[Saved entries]
>>>>
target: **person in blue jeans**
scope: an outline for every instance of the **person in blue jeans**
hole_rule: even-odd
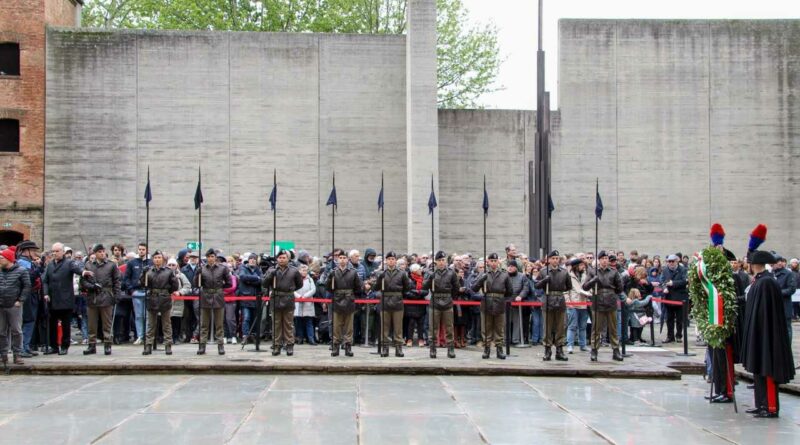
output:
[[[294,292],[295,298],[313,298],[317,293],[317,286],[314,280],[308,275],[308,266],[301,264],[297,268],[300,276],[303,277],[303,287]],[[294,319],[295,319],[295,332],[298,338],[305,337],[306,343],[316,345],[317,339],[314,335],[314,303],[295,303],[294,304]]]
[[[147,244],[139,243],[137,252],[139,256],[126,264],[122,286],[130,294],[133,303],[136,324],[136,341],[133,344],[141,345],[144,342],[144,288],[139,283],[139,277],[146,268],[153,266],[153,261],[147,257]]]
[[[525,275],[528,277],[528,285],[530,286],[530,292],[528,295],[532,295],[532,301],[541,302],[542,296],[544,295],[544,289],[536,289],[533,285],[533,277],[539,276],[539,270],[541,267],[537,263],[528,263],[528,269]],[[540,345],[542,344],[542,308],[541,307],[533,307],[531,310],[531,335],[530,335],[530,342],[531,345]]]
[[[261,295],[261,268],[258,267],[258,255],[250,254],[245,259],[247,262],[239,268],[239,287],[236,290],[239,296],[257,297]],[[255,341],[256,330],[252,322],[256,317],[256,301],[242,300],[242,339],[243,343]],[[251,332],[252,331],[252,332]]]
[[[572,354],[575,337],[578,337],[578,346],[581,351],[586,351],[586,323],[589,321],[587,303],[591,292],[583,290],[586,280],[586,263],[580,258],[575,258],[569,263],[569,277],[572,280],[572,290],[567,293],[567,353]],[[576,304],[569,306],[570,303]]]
<<<<
>>>>
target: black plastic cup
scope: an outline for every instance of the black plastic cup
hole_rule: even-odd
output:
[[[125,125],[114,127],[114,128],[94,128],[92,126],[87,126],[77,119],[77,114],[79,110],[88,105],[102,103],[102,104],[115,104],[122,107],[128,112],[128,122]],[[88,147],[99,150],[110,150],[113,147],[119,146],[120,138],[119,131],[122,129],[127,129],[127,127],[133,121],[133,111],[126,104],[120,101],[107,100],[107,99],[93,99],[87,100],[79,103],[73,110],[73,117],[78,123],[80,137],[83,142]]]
<<<<
→ What is expected: Locate the word "person" in the records above, and return each line that has it.

→ Completed exercise:
target: **person in blue jeans**
scope: an outline for every instance of the **person in blue jeans**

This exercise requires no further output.